** Solicitud A **
Reescribe el tramo del texto sobre Mad Max que va desde "En medio de" hasta "la más joven.", sustituyendo "maleta" por "mochila".

** Fragmento del documento **
# # #
En medio de las dunas de arena de un planeta destrozado en Mad Max: Fury Road, una de las 5 esposas de Immortal Joe dialoga con una de las ancianas rebeldes que viven en el desierto. La mayor abre su maleta.
– Ven aquí. Echa un vistazo- le dice a la más joven.
– Semillas.
– Son de nuestro hogar. Reliquias de familia. No han sido alteradas. Planto una siempre que puedo.
– ¿Dónde?
– Hasta ahora, nada prendió. La tierra es muy infértil. Hay de muchas clases. Árboles, flores, frutas. En el pasado, todos tenían lo que querían. En el pasado, no había necesidad de matar a nadie.
Para muchos que vimos la película, esa escena fue una grata sorpresa. Asistir al blockbuster de la temporada para ver persecuciones y explosiones, y que te metan de contrabando un mensaje feminista y de conservación fue un hermoso detalle que ha permitido que la película no sea olvidada a pesar de los años. Y aunque muchos lo ven como un futuro post apocalíptico muy lejano, es posible que la distopía esté ya entre nosotros; corporaciones como Monsanto o Bayer crean sus paquetes tecnológicos, los organismos multilaterales los exigen, y los gobiernos nacionales obedecen. Hoy en día, para comercializar, solo se puede sembrar la semilla certificada, y de las variedades permitidas.
Aparte de discusiones sobre los efectos del transgénico sobre el entorno en el que crece y la salud de quienes lo consumen, esta dictadura alimenticia también está llevando a la extinción a variedades no comerciales, o como lo llama Óscar Eduardo Arbeláez Giraldo, de la empresa Konuko, las Plantas Alimentarias No Convencionales: “Los cálculos no rigurosos nos señalan que la humanidad se alimenta solo con un 2% de lo que produce la tierra, pero podría estar errado y tener un porcentaje aún menor, porque vos comés fríjoles y conocés 5 variedades, cuando hay miles de variedades; conocés 7 variedades de maíz y hay miles; de yuca hay miles; de papa hay miles. La industria agarró los fenotipos que mejor se adaptaban a su modelo de negocio para volverlos comerciales, pero esto hace que cada día se pierdan semillas porque no se sabe cómo prepararlas para su siembra, porque el que las tenía se murió y no se las pasó a nadie más, porque se perdió en el rastrojo. Hay una pérdida diaria de biodiversidad y de saberes tradicionales”.
# # #
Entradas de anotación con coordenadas
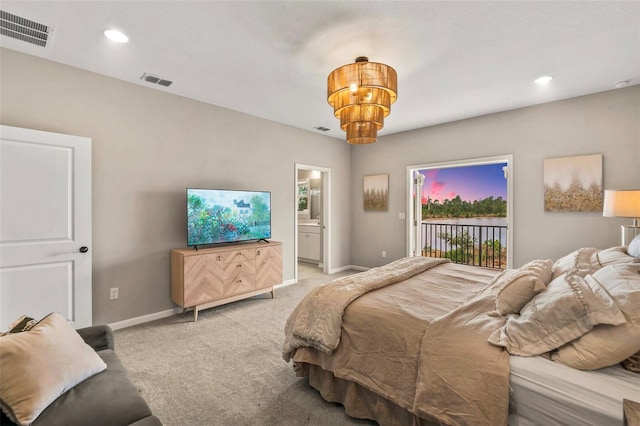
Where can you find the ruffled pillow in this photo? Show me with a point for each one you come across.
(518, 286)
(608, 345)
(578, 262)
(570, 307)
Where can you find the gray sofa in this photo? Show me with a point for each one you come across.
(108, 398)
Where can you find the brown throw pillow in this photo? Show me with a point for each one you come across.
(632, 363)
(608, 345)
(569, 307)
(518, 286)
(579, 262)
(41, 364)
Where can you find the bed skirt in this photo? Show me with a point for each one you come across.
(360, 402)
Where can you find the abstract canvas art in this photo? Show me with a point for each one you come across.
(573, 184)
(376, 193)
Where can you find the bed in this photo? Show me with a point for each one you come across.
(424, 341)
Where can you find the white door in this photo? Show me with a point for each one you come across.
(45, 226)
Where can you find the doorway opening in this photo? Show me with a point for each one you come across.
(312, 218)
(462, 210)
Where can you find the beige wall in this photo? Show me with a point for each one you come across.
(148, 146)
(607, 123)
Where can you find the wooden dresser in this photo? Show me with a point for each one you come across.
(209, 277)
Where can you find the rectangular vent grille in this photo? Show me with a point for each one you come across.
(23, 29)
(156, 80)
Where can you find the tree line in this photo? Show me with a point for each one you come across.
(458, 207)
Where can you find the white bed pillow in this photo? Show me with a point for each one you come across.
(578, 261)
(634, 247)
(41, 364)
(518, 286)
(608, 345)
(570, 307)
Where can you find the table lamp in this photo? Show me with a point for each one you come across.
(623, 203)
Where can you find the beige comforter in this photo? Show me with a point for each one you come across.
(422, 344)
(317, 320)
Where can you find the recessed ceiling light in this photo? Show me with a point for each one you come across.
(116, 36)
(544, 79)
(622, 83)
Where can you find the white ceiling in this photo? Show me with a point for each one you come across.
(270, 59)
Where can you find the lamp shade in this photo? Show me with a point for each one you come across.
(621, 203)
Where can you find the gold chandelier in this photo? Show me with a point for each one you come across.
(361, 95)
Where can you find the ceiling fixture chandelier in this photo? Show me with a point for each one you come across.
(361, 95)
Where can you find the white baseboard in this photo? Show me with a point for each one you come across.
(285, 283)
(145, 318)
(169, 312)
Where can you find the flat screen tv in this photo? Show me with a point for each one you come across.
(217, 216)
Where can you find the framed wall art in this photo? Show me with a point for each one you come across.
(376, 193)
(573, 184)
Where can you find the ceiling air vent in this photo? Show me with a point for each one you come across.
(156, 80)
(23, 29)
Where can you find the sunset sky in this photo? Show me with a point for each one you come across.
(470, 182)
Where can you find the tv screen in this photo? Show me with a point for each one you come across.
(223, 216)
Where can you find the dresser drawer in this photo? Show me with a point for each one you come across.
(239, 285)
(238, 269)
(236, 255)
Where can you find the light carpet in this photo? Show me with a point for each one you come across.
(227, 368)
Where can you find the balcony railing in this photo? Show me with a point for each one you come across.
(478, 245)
# # #
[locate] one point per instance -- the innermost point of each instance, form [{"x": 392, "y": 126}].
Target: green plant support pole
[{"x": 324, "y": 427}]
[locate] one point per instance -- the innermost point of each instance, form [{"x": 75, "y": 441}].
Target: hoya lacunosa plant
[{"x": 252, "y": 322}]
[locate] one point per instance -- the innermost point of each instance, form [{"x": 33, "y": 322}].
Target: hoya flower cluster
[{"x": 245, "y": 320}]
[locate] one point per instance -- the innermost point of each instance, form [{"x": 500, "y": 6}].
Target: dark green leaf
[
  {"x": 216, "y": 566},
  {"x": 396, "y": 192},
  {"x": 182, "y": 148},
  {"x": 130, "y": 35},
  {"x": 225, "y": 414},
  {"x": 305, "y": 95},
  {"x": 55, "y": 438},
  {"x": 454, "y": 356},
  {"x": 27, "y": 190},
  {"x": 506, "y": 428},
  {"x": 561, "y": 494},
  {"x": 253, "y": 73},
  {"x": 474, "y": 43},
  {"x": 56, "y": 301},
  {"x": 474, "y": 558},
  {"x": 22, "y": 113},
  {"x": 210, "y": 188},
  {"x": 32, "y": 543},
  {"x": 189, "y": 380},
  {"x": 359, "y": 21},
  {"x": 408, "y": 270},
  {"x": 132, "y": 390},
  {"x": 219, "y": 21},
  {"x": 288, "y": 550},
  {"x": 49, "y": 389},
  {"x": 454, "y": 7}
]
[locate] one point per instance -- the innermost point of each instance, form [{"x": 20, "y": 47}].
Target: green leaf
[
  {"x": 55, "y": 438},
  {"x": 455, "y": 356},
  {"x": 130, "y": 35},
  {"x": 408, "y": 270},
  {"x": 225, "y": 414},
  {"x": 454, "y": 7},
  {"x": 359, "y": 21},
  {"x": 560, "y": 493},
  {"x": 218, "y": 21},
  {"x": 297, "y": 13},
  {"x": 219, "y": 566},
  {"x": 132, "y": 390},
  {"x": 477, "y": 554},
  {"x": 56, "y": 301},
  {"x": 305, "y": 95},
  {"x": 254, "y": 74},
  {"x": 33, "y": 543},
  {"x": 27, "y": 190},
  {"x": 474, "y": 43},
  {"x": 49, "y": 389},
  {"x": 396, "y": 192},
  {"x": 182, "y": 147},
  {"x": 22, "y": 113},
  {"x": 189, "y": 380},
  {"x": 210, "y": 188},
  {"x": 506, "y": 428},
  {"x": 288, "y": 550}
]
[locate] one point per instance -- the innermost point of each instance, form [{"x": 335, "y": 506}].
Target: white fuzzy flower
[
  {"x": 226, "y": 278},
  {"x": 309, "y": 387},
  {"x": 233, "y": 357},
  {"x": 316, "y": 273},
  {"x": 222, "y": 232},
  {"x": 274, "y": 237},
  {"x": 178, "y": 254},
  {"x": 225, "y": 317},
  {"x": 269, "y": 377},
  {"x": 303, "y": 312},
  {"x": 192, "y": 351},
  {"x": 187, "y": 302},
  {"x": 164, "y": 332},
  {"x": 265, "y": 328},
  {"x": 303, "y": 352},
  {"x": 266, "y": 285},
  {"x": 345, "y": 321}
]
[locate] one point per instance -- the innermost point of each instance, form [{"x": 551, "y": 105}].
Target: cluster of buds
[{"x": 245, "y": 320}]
# # #
** Solicitud B **
Por favor, localiza y copia cada línea de las entradas que contenga la palabra "light".

** Solución escrita A **
En medio de las dunas de arena de un planeta destrozado en Mad Max: Fury Road, una de las 5 esposas de Immortal Joe dialoga con una de las ancianas rebeldes que viven en el desierto. La mayor abre su mochila.
– Ven aquí. Echa un vistazo- le dice a la más joven.

** Solución escrita B **
Where can you find the recessed ceiling light in this photo? Show me with a point for each one you come across.
Where can you find the light carpet in this photo? Show me with a point for each one you come across.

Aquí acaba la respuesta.